# [THE TASK]
Rewrite the stretch from the line containing "TARGET: white bowl" through the end of the lines, keeping the requests, and multiply every x and y coordinate in the answers by 2.05, rounding to whole numbers with halves going up. Give only those lines.

# [DATA EXTRACT]
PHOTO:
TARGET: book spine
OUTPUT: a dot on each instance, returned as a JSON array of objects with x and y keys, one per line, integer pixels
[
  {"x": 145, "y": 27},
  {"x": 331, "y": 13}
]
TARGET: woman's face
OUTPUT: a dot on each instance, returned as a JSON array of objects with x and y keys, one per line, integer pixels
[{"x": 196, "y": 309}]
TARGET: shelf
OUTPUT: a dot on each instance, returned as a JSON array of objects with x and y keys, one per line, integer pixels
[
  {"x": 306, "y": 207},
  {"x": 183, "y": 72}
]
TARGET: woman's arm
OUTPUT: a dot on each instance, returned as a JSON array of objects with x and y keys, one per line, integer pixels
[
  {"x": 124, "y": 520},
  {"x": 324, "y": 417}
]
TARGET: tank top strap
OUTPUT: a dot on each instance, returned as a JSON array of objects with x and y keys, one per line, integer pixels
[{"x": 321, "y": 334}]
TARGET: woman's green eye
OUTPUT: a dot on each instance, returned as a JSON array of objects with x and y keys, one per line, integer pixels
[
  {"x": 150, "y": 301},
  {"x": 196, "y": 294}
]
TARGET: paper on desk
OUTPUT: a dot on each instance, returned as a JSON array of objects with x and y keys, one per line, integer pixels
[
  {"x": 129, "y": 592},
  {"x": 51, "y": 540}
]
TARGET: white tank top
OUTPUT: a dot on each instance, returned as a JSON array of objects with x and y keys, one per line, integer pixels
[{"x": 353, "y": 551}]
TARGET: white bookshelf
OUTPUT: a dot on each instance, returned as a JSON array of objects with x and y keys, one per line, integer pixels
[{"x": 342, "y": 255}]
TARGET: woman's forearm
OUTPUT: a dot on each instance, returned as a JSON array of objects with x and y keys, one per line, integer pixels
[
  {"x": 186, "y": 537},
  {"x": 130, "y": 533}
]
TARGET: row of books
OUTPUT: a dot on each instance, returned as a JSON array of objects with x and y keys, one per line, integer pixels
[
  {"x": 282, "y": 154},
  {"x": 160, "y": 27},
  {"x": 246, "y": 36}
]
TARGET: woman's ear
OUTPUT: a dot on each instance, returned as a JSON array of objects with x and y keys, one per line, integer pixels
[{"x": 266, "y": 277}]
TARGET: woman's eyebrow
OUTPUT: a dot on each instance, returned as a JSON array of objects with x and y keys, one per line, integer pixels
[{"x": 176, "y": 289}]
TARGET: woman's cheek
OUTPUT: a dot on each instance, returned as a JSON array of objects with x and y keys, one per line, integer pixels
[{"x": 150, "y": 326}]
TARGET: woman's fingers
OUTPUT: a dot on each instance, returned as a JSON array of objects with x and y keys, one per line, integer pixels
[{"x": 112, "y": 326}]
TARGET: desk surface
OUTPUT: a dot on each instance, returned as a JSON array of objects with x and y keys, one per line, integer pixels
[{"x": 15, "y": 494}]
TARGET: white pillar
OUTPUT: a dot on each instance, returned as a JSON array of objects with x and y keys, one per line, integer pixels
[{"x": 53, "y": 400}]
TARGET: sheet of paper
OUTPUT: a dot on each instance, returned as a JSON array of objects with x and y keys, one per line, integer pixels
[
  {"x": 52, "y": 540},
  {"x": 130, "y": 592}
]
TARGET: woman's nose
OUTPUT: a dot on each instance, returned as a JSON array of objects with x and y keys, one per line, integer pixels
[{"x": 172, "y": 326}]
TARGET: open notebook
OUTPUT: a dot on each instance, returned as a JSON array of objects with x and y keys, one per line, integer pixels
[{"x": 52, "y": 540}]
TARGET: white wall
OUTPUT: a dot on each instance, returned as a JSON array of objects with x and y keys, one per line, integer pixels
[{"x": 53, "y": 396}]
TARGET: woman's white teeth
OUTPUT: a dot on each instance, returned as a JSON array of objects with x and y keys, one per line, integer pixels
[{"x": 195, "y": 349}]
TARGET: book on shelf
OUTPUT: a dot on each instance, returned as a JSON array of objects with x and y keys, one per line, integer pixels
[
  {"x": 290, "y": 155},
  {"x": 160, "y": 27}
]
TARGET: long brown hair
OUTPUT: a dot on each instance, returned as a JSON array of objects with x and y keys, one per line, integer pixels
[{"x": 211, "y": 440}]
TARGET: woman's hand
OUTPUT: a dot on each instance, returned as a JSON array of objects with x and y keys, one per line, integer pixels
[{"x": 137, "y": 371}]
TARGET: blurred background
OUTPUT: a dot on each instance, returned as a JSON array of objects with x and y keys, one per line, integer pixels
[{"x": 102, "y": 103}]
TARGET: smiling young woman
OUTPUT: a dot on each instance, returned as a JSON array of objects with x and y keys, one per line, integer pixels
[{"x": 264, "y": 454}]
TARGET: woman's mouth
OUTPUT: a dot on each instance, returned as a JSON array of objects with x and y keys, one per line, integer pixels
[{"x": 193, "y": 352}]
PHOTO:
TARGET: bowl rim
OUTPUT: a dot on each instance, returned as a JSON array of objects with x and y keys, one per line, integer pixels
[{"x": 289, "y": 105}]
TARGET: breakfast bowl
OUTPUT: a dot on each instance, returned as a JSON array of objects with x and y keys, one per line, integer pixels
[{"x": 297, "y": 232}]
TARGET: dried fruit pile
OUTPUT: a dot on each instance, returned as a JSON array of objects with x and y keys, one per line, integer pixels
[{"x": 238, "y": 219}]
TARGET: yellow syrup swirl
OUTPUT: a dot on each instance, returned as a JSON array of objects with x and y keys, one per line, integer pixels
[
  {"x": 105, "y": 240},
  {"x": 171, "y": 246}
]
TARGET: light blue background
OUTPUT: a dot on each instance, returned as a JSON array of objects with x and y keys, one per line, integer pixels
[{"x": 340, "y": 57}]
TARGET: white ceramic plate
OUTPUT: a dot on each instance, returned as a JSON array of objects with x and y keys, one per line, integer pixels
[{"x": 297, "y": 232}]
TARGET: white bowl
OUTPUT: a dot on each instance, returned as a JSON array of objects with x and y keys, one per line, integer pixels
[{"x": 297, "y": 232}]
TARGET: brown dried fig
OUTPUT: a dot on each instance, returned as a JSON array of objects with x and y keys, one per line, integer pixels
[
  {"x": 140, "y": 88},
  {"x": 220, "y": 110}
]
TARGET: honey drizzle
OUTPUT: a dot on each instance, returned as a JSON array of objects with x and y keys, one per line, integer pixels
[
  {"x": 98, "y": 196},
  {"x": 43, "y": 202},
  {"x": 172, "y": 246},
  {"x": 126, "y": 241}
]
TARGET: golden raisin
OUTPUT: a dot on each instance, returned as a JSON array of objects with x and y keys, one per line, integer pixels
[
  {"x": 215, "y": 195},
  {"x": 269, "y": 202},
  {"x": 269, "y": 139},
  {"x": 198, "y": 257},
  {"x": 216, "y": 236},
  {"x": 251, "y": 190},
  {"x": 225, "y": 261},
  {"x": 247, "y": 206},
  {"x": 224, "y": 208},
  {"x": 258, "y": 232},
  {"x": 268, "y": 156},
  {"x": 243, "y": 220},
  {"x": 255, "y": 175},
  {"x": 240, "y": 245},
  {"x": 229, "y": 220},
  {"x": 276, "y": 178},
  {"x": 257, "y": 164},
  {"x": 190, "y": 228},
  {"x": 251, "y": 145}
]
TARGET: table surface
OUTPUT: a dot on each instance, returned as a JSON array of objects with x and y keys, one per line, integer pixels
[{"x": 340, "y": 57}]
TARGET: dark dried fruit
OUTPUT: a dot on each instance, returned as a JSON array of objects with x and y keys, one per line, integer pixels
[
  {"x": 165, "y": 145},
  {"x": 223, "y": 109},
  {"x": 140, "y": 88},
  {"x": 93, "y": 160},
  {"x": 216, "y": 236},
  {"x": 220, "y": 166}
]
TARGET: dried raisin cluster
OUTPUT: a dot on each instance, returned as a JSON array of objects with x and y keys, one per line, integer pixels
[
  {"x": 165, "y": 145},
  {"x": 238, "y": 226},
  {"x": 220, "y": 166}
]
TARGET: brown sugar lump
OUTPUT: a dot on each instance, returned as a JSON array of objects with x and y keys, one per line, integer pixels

# [EXERCISE RESPONSE]
TARGET: white bowl
OUTPUT: a dot on each instance, returned as a JSON array of objects with x and y keys, one per line, integer pixels
[{"x": 609, "y": 476}]
TARGET: brown dried fig
OUTPUT: a dot on each instance, returned as a JSON array of objects with x and y keys, one per line, integer pixels
[
  {"x": 287, "y": 180},
  {"x": 451, "y": 226}
]
TARGET: honey drizzle
OUTPUT: a dot on each instance, returned as a JSON array of objects with x and y keys, one per line, integer pixels
[
  {"x": 201, "y": 402},
  {"x": 88, "y": 414},
  {"x": 353, "y": 504},
  {"x": 258, "y": 494}
]
TARGET: golden raisin
OUTPUT: a dot on each instance, returned as a JSON array of objects with x and y keys, one per line, integer pixels
[
  {"x": 441, "y": 400},
  {"x": 551, "y": 414},
  {"x": 551, "y": 285},
  {"x": 406, "y": 527},
  {"x": 443, "y": 484},
  {"x": 515, "y": 390},
  {"x": 461, "y": 535},
  {"x": 506, "y": 422},
  {"x": 459, "y": 426},
  {"x": 529, "y": 476},
  {"x": 549, "y": 320},
  {"x": 498, "y": 451},
  {"x": 523, "y": 359},
  {"x": 492, "y": 502},
  {"x": 469, "y": 451},
  {"x": 566, "y": 365},
  {"x": 527, "y": 336},
  {"x": 390, "y": 467},
  {"x": 515, "y": 297}
]
TARGET: table surface
OUTPUT: a dot on each instance, returned as a JSON array of objects with x and y keys, one per line, integer pixels
[{"x": 697, "y": 117}]
TARGET: dark dried fruit
OUTPUT: a dot on each instance, returned as a JSON array of objects with x and y keys, one per line, integer pixels
[
  {"x": 338, "y": 297},
  {"x": 457, "y": 223},
  {"x": 287, "y": 180},
  {"x": 191, "y": 328},
  {"x": 443, "y": 484},
  {"x": 451, "y": 340}
]
TARGET: dried raisin cluster
OUTPUT: a dot on each instance, returned as a JSON array of objects with x and y keys, one per line, integer pixels
[
  {"x": 338, "y": 297},
  {"x": 488, "y": 463},
  {"x": 451, "y": 340}
]
TARGET: brown sugar lump
OUTPUT: a dot on each instance, returned as a JSON array of objects with x and y keys, one per line, integer pixels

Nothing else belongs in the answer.